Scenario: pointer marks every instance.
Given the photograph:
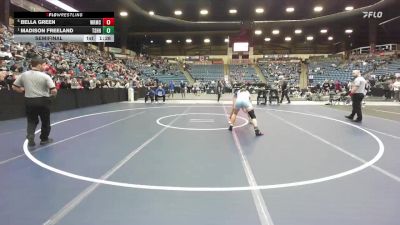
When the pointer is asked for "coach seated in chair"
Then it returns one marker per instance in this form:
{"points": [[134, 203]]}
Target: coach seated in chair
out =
{"points": [[160, 93]]}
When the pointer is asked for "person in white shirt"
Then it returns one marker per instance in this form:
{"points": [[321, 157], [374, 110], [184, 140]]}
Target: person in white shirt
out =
{"points": [[357, 94], [242, 101]]}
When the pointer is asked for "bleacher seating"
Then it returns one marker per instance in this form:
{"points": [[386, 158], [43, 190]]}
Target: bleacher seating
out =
{"points": [[337, 69], [207, 72], [388, 69], [272, 70], [243, 73]]}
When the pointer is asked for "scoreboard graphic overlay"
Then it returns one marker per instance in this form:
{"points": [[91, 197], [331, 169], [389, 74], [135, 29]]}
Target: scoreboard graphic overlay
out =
{"points": [[64, 26]]}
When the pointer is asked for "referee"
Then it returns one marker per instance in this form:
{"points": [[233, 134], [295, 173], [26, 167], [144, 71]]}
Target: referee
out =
{"points": [[357, 94], [38, 87]]}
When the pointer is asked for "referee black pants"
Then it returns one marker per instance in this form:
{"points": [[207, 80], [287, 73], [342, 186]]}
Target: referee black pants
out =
{"points": [[38, 108], [357, 100]]}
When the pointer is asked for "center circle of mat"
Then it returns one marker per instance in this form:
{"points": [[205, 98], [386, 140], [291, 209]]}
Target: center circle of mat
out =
{"points": [[367, 164], [200, 129]]}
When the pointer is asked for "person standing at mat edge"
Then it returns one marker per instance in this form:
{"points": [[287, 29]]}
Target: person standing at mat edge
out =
{"points": [[241, 100], [38, 88], [357, 94]]}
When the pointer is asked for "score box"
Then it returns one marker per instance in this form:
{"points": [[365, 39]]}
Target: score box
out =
{"points": [[108, 30], [108, 21]]}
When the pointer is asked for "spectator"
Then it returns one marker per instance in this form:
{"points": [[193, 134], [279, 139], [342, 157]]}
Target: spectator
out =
{"points": [[160, 93], [149, 95]]}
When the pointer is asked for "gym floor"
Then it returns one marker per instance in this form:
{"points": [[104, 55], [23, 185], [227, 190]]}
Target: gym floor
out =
{"points": [[178, 164]]}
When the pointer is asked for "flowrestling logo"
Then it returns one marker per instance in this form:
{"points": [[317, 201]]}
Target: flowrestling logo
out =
{"points": [[375, 15]]}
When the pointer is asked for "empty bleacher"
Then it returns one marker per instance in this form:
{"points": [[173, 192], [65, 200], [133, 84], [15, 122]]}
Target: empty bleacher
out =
{"points": [[243, 73], [207, 72]]}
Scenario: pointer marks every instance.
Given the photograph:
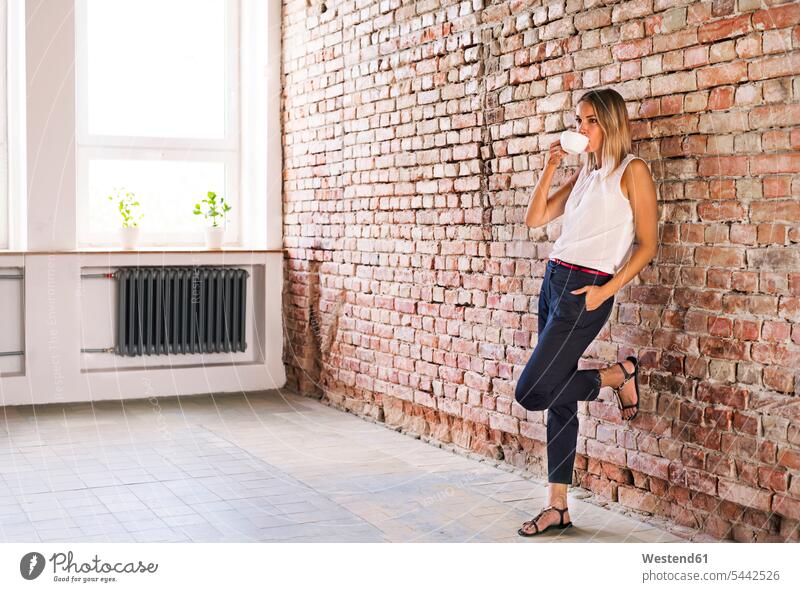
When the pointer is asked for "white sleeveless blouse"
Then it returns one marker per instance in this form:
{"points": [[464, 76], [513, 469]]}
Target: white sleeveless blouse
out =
{"points": [[597, 228]]}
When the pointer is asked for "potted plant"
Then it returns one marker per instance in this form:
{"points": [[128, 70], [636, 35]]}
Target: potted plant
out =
{"points": [[216, 210], [128, 205]]}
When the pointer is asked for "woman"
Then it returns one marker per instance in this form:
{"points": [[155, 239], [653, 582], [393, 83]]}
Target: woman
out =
{"points": [[605, 204]]}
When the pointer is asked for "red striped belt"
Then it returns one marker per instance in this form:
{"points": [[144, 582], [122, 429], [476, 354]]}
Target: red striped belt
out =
{"points": [[586, 269]]}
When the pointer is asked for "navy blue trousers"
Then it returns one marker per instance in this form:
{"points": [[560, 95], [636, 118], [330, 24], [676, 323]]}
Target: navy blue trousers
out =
{"points": [[551, 379]]}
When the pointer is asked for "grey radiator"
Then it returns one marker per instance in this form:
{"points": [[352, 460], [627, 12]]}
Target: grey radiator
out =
{"points": [[180, 310]]}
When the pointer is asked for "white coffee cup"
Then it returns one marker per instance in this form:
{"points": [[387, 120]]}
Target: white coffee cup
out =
{"points": [[573, 142]]}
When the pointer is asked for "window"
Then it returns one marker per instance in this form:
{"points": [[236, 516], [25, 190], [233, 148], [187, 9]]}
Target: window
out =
{"points": [[158, 114]]}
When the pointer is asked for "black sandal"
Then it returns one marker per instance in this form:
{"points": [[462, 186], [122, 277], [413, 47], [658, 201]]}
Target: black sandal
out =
{"points": [[560, 525], [635, 376]]}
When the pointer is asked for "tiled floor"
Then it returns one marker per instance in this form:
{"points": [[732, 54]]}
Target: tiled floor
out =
{"points": [[266, 467]]}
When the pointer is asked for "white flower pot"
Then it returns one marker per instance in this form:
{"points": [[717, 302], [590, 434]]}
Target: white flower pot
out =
{"points": [[129, 237], [214, 236]]}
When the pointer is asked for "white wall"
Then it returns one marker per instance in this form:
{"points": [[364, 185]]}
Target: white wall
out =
{"points": [[52, 313]]}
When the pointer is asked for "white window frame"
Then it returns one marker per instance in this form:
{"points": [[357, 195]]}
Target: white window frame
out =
{"points": [[227, 150]]}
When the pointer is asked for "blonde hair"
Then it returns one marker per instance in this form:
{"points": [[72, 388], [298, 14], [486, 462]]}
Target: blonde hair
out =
{"points": [[612, 116]]}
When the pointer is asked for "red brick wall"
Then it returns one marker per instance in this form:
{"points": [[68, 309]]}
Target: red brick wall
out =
{"points": [[413, 136]]}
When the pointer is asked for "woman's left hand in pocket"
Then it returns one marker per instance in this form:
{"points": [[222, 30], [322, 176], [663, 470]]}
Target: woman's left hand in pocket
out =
{"points": [[595, 296]]}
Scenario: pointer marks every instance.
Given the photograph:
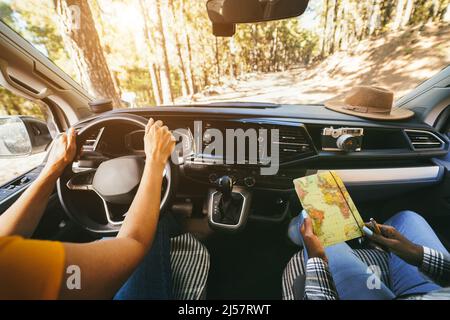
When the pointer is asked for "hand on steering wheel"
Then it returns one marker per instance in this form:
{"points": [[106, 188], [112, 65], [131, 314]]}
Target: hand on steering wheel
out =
{"points": [[159, 143]]}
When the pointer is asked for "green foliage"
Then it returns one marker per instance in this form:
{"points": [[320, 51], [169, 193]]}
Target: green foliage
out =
{"points": [[265, 47], [11, 104]]}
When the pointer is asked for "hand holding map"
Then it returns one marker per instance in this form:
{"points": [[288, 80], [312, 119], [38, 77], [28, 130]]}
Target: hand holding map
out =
{"points": [[326, 200]]}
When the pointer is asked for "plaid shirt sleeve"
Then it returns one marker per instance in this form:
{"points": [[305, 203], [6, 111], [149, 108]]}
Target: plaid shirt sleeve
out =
{"points": [[436, 265], [319, 284]]}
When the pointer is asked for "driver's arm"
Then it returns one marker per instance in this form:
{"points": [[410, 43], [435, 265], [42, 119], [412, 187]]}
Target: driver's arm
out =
{"points": [[24, 215], [106, 265]]}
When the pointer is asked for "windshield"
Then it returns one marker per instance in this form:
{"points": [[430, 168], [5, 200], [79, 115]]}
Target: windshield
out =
{"points": [[152, 52]]}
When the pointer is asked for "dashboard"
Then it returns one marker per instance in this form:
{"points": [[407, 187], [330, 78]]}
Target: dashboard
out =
{"points": [[300, 144]]}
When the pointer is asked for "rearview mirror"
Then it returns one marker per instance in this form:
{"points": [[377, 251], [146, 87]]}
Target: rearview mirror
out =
{"points": [[22, 136], [230, 12]]}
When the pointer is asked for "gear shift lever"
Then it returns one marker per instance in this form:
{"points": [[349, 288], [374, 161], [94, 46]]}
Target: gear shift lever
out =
{"points": [[225, 186], [228, 210]]}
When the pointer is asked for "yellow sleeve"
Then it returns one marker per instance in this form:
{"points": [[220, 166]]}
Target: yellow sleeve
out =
{"points": [[30, 269]]}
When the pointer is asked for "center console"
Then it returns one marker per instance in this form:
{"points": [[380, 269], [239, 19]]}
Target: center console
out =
{"points": [[229, 205]]}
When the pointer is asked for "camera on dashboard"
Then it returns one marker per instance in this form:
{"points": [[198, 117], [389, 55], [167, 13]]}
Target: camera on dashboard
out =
{"points": [[342, 139]]}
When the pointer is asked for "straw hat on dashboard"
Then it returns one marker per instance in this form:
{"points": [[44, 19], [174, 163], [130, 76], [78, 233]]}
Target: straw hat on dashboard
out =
{"points": [[369, 102]]}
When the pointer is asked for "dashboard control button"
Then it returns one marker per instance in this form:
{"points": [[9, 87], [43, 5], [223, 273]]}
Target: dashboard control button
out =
{"points": [[249, 182], [212, 178]]}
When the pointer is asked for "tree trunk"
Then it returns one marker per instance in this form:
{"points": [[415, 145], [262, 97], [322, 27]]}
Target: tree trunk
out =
{"points": [[165, 76], [325, 27], [407, 13], [184, 78], [156, 89], [398, 15], [81, 37], [217, 60], [189, 65], [334, 26]]}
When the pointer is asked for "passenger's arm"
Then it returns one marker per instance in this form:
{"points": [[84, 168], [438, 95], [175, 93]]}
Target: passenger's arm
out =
{"points": [[433, 263], [319, 284], [436, 265], [24, 215], [106, 265]]}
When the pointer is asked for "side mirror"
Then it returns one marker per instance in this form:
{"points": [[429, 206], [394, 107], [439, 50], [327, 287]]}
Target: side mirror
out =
{"points": [[22, 136]]}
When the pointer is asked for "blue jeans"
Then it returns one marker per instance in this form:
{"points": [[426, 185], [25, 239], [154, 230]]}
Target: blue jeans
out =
{"points": [[152, 280], [351, 275]]}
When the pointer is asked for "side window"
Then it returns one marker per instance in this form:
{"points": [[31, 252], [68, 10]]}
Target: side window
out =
{"points": [[24, 135]]}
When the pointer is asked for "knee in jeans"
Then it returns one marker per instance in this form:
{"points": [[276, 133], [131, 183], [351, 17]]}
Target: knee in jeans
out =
{"points": [[407, 216]]}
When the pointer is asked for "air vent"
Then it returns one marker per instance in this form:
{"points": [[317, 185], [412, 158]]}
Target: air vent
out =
{"points": [[421, 140], [293, 143], [93, 140]]}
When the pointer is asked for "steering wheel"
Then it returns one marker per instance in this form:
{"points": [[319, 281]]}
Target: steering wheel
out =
{"points": [[114, 182]]}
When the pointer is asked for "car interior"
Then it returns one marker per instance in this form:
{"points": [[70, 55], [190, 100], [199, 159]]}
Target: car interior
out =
{"points": [[240, 215]]}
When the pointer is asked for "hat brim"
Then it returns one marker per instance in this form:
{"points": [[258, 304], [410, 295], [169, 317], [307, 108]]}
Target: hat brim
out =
{"points": [[396, 114]]}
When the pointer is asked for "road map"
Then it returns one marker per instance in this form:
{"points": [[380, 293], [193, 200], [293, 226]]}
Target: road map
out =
{"points": [[326, 200]]}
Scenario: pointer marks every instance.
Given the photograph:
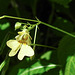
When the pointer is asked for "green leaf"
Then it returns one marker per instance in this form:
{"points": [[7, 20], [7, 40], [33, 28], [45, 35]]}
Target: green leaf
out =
{"points": [[4, 26], [33, 67], [62, 24], [37, 68], [46, 55], [70, 66], [66, 55], [62, 2]]}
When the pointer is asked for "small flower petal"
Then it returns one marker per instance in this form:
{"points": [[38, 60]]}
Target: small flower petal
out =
{"points": [[25, 51], [13, 52], [13, 44]]}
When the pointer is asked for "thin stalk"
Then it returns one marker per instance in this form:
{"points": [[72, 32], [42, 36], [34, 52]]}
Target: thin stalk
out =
{"points": [[56, 28], [6, 16]]}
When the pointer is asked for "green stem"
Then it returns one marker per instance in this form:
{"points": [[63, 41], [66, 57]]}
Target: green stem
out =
{"points": [[43, 46], [35, 36], [2, 65], [5, 16]]}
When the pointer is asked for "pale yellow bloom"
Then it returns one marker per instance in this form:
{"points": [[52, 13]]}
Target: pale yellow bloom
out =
{"points": [[22, 41]]}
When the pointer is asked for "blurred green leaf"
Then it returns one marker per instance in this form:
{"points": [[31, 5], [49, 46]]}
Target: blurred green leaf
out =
{"points": [[62, 24], [70, 66], [37, 68], [33, 67], [66, 54], [62, 2], [4, 26], [46, 55]]}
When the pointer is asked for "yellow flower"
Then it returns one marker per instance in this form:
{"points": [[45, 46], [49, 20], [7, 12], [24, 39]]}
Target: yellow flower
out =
{"points": [[22, 41]]}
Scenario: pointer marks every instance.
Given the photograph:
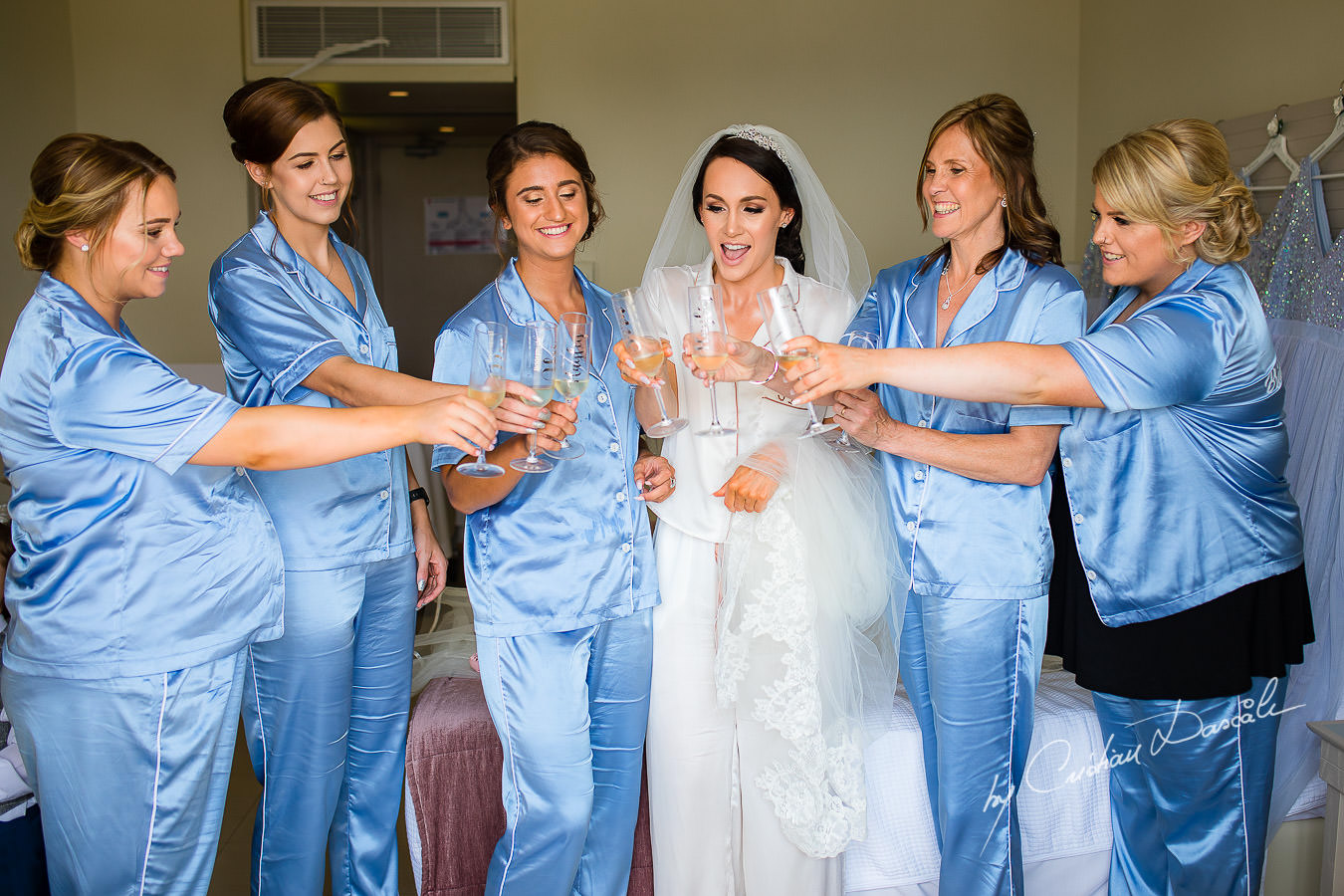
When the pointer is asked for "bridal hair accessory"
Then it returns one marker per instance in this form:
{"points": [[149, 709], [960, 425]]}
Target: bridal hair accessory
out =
{"points": [[765, 141]]}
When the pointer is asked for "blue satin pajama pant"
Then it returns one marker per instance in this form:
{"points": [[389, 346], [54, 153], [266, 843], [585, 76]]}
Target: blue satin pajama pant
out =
{"points": [[1190, 790], [971, 669], [326, 712], [570, 710], [130, 774]]}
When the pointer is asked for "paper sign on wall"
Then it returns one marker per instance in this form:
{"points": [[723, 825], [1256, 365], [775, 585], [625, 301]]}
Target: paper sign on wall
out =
{"points": [[457, 225]]}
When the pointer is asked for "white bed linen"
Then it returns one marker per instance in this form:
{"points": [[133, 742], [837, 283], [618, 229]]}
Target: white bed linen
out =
{"points": [[1062, 804]]}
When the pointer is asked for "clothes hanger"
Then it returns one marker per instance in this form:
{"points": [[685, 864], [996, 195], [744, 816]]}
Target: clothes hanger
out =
{"points": [[1275, 148], [1335, 135]]}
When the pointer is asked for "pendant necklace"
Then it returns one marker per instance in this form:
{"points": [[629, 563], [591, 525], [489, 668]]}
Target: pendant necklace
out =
{"points": [[947, 303]]}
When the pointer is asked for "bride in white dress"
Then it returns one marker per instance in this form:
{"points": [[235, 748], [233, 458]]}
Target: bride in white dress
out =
{"points": [[773, 641]]}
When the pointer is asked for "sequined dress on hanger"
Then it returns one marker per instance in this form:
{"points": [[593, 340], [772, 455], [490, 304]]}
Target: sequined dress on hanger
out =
{"points": [[1300, 274]]}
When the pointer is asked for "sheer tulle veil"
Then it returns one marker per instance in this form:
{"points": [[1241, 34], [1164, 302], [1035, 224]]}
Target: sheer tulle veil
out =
{"points": [[835, 256]]}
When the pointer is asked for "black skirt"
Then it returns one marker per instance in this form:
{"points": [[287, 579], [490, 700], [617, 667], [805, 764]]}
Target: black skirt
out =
{"points": [[1212, 650]]}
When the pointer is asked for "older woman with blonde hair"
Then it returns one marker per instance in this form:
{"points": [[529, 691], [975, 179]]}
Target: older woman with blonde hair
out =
{"points": [[1189, 543]]}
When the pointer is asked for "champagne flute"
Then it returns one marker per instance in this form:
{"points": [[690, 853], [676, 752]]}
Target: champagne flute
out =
{"points": [[487, 385], [540, 375], [709, 344], [571, 369], [647, 352], [780, 310], [856, 340]]}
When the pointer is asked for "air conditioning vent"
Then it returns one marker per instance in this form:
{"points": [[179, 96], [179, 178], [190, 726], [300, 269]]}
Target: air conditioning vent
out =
{"points": [[418, 34]]}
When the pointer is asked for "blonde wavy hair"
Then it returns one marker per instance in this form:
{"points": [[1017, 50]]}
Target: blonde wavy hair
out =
{"points": [[81, 181], [1176, 172]]}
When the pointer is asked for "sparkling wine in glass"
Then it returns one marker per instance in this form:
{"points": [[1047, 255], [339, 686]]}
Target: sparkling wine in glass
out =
{"points": [[540, 375], [780, 310], [637, 332], [856, 340], [709, 344], [486, 385], [571, 369]]}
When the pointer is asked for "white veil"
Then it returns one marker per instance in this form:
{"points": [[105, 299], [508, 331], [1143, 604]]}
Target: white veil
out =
{"points": [[833, 254]]}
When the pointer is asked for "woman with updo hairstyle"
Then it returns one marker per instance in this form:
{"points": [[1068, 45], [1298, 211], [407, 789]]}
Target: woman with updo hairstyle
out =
{"points": [[560, 564], [299, 323], [775, 557], [965, 483], [145, 565], [1186, 598]]}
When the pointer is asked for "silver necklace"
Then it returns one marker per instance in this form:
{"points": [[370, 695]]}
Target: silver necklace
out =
{"points": [[947, 303]]}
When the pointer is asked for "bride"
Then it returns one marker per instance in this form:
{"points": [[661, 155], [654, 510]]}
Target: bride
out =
{"points": [[772, 641]]}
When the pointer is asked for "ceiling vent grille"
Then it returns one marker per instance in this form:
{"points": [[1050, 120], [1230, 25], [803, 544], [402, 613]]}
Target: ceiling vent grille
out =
{"points": [[417, 34]]}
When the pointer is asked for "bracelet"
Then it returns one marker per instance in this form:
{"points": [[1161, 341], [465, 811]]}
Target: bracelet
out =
{"points": [[772, 372]]}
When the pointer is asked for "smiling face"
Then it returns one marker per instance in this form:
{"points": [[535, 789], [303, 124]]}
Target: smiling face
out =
{"points": [[546, 207], [742, 216], [961, 192], [311, 179], [1135, 253], [133, 258]]}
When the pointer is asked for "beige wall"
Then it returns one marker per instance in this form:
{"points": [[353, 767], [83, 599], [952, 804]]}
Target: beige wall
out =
{"points": [[856, 85], [855, 82]]}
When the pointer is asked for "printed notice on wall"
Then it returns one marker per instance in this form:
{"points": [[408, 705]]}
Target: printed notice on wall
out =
{"points": [[457, 225]]}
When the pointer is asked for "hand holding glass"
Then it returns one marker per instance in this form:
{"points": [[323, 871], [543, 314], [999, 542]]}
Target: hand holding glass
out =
{"points": [[637, 332], [538, 373], [709, 344], [571, 369], [780, 310], [856, 340], [486, 385]]}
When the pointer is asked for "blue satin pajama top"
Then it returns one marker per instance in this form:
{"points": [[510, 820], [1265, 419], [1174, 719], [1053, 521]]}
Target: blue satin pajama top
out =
{"points": [[571, 547], [963, 538], [127, 560], [277, 319], [1176, 487]]}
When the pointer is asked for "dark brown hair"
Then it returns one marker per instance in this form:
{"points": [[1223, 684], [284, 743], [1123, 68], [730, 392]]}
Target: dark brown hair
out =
{"points": [[526, 141], [773, 171], [81, 181], [999, 130]]}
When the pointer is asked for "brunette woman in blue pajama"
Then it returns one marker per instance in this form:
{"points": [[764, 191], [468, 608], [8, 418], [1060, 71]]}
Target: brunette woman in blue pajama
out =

= = =

**Exercise objective:** Search the records above for "updo". Copy each line where it is found.

**The completed task:**
When the pointer is asked for "woman with updo hairstyle"
Target: woman with updo hairstyle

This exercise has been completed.